** Begin DATASET ROWS **
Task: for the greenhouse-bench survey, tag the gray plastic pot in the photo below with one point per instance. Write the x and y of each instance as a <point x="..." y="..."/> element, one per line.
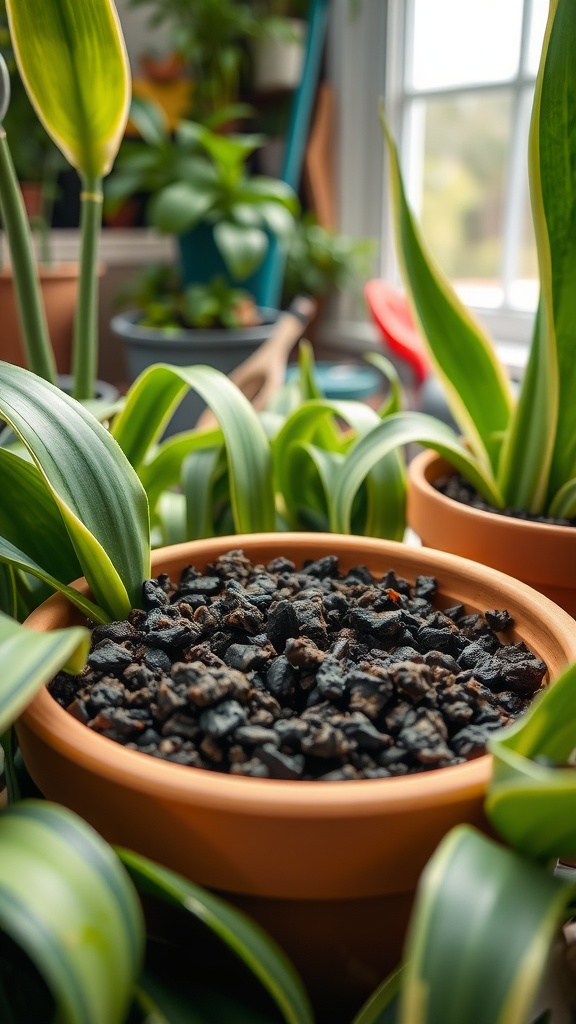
<point x="222" y="348"/>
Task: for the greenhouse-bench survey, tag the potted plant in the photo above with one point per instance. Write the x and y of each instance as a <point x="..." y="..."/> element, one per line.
<point x="73" y="939"/>
<point x="278" y="50"/>
<point x="518" y="453"/>
<point x="210" y="36"/>
<point x="291" y="822"/>
<point x="491" y="913"/>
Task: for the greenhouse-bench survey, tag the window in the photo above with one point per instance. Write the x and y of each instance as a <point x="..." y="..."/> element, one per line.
<point x="458" y="80"/>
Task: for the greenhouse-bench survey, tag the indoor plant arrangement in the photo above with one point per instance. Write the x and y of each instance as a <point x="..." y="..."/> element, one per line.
<point x="490" y="913"/>
<point x="83" y="934"/>
<point x="517" y="453"/>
** End DATASET ROWS **
Rewrite all of the material above in full, requests included, multiplying each x and y coordinate in the answers by 2.2 and rounding to the nearest whole number, with halves rounded up. Leave the pictures out of your answer.

> RESULT BELOW
Task: for the greenhouse-bench survey, tag the gray plastic pot in the photo below with one point per instance. Write the x and y of each instance as a <point x="..." y="..."/> element, one per line.
<point x="488" y="766"/>
Task: for the greenhouse-bench survey, tag the potted plant in the photo above with one point per instance. Write the x and y of each instance as a <point x="..." y="..."/> element, one per line.
<point x="161" y="2066"/>
<point x="612" y="110"/>
<point x="1140" y="997"/>
<point x="462" y="79"/>
<point x="640" y="1808"/>
<point x="1080" y="2009"/>
Task: for the greenhouse-bench survey, tag the window in the photo above with one point per instance. Write the x and y of each instance as a <point x="..." y="..."/> element, one per line.
<point x="1008" y="176"/>
Task: for the greenhouse-bench survey, tag the indoor plant arrangement in the photo above with one point per instance. Write the x and y of each instance as a <point x="..." y="..."/> element, one per line.
<point x="1078" y="2009"/>
<point x="183" y="2055"/>
<point x="1137" y="997"/>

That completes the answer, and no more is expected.